> [Supplied text]:

+ + + + + + +

Article : Raid Technology

Raid Technology

Drive Information

Points   IDE Drive   SATA Drive   SCSI Drive
Abbreviations   Integrated Drive Electronics   Serial Advanced Technology Attachment   Small Computer System Interface
Speed   8.3 MBps   150 Mbps   3 Gbps
Used in same Environment   NO   YES   NO
Cable Size   Large   Small   Small
Data Transferring   Parallel   Serial   Serial

Raid Technology
Raid Short for Redundant Array of Independent (or Inexpensive) Disks, a category of disk drives that employ two or more drives in combination for fault tolerance and performance. RAID disk drives are used frequently on servers but aren't generally necessary for personal computers. RAID allows you to store the same data redundantly (in multiple paces) in a balanced way to improve overall performance.
There are number of different RAID levels
Level 0: Striped Disk Array without Fault Tolerance Provides data striping (spreading out blocks of each file across multiple disk drives) but no redundancy. This improves performance but does not deliver fault tolerance. If one drive fails then all data in the array is lost.
Level 1 Mirroring and Duplexing : Provides disk mirroring. Level 1 provides twice the read transaction rate of single disks and the same write transaction rate as single disks.
Level 2 Error-Correcting Coding Not a typical implementation and rarely used, Level 2 stripes data at the bit level rather than the block level.
Level 3 Bit Interleaved Parity: Provides byte-level striping with a dedicated parity disk. Level 3, which cannot service simultaneous multiple requests, also is rarely used.
Level 4 -- Dedicated Parity Drive A commonly used implementation of RAID, Level 4 provides block-level striping (like Level 0) with a parity disk. If a data disk fails, the parity data is used to create a replacement disk. A disadvantage to Level 4 is that the parity disk can create write bottlenecks.

+ + + + + + +

> [Supplied material]:
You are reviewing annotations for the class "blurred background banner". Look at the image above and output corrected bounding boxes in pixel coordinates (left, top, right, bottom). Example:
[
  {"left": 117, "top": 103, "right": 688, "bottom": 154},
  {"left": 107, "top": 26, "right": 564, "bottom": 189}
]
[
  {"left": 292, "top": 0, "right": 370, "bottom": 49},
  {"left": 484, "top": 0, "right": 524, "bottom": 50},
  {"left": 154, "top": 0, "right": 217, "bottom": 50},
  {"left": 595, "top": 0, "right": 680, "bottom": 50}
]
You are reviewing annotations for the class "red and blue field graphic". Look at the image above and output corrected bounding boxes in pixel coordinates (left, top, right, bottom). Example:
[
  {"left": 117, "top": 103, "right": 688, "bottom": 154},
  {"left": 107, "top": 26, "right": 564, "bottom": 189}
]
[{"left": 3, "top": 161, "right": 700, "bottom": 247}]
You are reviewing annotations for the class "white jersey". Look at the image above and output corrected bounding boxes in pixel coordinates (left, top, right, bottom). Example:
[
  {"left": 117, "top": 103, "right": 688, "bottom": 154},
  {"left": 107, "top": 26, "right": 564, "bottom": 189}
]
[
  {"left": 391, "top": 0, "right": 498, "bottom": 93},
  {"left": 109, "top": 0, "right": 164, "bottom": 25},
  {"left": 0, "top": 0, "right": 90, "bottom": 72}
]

+ + + + + + +

> [Prompt 1]: In the RAID text, what happens to the data in a Level 0 array if one drive fails?
> [Prompt 2]: List the name of each RAID level that the RAID text describes, along with its level number.
> [Prompt 3]: Write out the stretch of the RAID text from "There are number" through "array is lost.".
The entries have nothing to do with what comes next.

> [Reply 1]: All data in the array is lost.

> [Reply 2]:
- Level 0: Striped Disk Array without Fault Tolerance
- Level 1: Mirroring and Duplexing
- Level 2: Error-Correcting Coding
- Level 3: Bit Interleaved Parity
- Level 4: Dedicated Parity Drive

> [Reply 3]:
There are number of different RAID levels
Level 0: Striped Disk Array without Fault Tolerance Provides data striping (spreading out blocks of each file across multiple disk drives) but no redundancy. This improves performance but does not deliver fault tolerance. If one drive fails then all data in the array is lost.